[Start of ENTRIES PROVIDED]
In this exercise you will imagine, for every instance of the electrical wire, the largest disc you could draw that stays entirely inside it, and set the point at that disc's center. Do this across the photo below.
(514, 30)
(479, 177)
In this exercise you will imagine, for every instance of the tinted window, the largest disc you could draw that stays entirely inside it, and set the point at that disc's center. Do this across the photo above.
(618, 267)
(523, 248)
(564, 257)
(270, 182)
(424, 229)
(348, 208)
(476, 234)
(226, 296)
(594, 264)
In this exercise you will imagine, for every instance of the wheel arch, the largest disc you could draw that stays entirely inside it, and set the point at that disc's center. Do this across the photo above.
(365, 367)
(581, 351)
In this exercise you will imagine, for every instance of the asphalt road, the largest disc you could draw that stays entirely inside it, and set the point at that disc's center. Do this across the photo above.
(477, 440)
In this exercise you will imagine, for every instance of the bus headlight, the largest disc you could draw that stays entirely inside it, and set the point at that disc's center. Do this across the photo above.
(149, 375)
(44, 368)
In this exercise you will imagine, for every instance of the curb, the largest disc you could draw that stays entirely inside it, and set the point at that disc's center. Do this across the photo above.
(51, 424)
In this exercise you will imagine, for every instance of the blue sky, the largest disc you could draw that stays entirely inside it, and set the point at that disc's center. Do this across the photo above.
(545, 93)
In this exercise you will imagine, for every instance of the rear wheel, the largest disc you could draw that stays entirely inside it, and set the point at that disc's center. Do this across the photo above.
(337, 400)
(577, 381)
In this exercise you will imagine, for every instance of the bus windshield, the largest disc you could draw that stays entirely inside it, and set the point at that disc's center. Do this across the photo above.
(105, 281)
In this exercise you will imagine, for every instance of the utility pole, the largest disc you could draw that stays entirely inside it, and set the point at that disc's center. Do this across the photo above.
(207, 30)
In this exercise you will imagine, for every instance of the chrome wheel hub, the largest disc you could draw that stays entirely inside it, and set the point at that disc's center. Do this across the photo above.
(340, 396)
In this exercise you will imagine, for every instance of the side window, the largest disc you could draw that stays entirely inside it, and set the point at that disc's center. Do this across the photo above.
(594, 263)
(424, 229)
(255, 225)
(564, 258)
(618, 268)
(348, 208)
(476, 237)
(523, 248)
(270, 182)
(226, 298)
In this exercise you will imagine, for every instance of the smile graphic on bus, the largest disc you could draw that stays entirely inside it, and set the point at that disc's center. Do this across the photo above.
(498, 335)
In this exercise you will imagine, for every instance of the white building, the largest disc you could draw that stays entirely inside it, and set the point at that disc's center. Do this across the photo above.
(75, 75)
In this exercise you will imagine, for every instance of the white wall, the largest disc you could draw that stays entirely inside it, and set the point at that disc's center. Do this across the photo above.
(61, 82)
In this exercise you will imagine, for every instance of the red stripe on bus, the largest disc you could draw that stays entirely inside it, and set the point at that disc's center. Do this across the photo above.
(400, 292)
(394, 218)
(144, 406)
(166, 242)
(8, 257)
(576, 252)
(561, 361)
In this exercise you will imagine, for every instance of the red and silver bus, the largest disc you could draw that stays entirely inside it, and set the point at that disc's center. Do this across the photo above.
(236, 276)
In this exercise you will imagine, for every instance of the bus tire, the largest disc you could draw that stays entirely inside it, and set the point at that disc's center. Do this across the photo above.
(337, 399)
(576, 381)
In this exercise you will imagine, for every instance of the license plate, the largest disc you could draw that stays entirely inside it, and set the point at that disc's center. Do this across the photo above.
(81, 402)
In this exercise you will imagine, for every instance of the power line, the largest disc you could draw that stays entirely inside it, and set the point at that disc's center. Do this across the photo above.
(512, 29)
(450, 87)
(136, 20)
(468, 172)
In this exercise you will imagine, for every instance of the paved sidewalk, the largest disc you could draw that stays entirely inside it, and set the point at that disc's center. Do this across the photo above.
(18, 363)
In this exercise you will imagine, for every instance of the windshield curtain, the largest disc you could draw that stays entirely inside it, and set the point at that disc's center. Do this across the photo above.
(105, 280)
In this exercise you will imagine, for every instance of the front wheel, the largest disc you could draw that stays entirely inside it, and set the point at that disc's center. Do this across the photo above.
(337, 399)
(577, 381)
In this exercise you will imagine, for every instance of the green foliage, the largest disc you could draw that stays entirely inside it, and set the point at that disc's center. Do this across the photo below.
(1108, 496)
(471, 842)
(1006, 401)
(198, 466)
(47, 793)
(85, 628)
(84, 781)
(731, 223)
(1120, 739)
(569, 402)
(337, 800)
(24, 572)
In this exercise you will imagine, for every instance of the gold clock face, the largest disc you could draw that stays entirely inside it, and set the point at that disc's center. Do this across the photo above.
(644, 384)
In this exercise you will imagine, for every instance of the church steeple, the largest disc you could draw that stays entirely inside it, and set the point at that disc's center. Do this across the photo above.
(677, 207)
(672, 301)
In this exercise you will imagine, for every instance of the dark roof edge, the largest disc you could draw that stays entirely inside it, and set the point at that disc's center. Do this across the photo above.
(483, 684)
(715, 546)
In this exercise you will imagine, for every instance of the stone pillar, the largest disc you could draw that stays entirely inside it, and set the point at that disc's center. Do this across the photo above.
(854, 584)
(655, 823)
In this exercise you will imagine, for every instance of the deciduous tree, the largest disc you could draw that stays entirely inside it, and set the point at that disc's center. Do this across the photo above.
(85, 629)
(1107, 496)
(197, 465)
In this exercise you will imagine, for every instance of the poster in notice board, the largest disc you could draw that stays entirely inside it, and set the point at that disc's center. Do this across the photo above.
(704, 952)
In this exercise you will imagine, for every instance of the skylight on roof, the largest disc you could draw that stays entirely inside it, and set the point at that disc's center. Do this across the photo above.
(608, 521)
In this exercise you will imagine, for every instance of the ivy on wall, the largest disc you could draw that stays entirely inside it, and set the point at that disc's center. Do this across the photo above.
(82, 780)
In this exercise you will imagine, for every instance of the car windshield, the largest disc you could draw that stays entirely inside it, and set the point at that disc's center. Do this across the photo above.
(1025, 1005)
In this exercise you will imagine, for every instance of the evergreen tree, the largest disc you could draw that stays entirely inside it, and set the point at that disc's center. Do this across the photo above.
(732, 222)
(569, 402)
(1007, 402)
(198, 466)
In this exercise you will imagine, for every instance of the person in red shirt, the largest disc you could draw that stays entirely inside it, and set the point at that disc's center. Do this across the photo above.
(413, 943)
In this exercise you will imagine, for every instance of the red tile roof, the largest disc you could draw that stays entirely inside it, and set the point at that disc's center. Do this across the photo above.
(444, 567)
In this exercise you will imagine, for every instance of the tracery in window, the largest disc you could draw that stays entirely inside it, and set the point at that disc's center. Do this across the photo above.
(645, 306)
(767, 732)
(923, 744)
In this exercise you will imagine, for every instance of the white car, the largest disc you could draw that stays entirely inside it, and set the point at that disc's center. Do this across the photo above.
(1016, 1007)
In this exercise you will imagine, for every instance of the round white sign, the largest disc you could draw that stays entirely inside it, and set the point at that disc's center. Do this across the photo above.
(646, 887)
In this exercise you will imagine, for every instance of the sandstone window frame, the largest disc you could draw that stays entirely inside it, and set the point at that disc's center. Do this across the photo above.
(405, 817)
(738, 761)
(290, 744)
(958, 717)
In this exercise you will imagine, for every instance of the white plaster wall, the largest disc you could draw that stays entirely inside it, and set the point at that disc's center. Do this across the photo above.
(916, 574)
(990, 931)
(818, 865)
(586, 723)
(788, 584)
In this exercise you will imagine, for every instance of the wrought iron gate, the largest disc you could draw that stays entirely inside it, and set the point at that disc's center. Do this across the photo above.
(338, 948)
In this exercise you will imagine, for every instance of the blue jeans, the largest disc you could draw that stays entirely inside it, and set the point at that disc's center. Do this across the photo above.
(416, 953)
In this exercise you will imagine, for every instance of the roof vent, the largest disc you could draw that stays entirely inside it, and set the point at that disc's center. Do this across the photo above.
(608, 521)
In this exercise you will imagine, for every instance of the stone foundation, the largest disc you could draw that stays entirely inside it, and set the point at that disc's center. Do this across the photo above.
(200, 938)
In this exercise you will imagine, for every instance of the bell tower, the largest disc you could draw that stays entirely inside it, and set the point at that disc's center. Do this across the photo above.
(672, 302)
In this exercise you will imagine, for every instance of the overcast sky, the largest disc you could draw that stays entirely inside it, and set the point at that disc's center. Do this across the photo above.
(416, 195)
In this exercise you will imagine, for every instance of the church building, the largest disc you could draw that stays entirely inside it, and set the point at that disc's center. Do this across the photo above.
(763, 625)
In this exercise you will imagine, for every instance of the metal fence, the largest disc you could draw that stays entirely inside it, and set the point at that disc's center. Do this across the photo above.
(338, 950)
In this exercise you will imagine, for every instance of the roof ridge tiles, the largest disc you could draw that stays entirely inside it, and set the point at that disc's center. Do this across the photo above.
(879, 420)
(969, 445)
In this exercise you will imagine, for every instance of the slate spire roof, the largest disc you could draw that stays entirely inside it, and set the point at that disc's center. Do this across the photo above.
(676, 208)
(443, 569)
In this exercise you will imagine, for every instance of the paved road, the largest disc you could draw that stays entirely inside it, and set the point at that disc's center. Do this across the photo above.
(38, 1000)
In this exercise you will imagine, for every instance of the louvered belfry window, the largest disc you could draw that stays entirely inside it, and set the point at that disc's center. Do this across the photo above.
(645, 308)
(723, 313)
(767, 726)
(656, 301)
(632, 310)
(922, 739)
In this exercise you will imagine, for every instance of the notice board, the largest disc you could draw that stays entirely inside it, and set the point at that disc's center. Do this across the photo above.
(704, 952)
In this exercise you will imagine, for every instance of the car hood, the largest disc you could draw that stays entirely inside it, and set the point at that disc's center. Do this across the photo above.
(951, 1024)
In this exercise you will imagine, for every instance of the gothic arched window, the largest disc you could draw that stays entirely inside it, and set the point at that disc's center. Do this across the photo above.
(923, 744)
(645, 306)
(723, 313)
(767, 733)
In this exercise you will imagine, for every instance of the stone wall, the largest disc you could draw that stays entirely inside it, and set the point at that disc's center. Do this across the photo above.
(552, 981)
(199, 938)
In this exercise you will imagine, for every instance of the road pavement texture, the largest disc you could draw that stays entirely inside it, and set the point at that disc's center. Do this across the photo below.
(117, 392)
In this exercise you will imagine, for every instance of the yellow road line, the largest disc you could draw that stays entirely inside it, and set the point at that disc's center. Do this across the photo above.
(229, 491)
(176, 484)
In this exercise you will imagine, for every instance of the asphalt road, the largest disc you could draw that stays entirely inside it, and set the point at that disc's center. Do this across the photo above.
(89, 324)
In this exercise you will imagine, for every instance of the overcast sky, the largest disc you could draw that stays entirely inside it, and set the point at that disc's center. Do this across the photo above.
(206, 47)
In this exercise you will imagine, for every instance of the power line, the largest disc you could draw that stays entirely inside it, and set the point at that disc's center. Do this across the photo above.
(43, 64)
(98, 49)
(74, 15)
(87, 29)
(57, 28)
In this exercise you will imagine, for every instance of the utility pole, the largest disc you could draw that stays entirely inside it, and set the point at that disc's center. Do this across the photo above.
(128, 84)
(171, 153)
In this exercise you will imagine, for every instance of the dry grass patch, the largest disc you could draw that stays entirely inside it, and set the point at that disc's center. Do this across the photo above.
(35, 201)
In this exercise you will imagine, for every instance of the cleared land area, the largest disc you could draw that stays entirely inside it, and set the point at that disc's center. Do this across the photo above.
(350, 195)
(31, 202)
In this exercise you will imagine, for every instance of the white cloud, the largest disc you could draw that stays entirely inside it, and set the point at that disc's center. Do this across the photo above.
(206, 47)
[End of ENTRIES PROVIDED]
WHAT IS BEING ASKED:
All lines from the line containing "of the road" through the end of the listing above are to be duplicated exactly; include both ends and nothing further.

WRITTEN RESPONSE:
In this exercise you will imagine, for every instance of the road pavement texture, the largest disc you could draw that stays entirely inside it, and set the point at that disc's center. Do this across the photo below.
(117, 392)
In this exercise you will imagine, for every instance of the yellow road line, the largest disc you could draw that stays entirely inside it, and set the point at that disc's center. Do this across the photo above.
(229, 491)
(176, 484)
In this exercise you will imagine, for every instance of the asphalt road, the largest disc you could draw that stays entirely inside it, and set the point at that disc's center. Do this across the photo above.
(89, 324)
In this exercise you will imagine, for every instance of the overcast sky, the largest disc you could draw that stays entirely inside it, and set the point at that disc's center. Do this across the photo above.
(206, 47)
In this exercise you will imagine, for every instance of the power line, the largest disc you could draw that stays entirely inside it, and set the point at that disc's center. Do this across the photo above.
(43, 64)
(98, 49)
(74, 15)
(87, 29)
(57, 28)
In this exercise you will imagine, for every instance of the utility pole, the largest disc you could draw that stays entirely inside it, and set the point at that disc's center. Do this across the photo above.
(128, 84)
(171, 153)
In this exercise you will imagine, for every instance of the dry grass patch, the largest disc you could draw that stays entirely inside it, and set the point at that disc's center. Do this across the photo above.
(35, 201)
In this exercise you will imagine, for every instance of the cleared land area, the largest disc you could draw that stays entirely inside it, and set the point at that disc's center. Do this across the photo above.
(350, 195)
(31, 202)
In this exercise you will imagine, for every instance of the white cloud, the largest disc you could draw that stays entirely inside it, and set the point at that disc's center. Do this across the photo above.
(206, 47)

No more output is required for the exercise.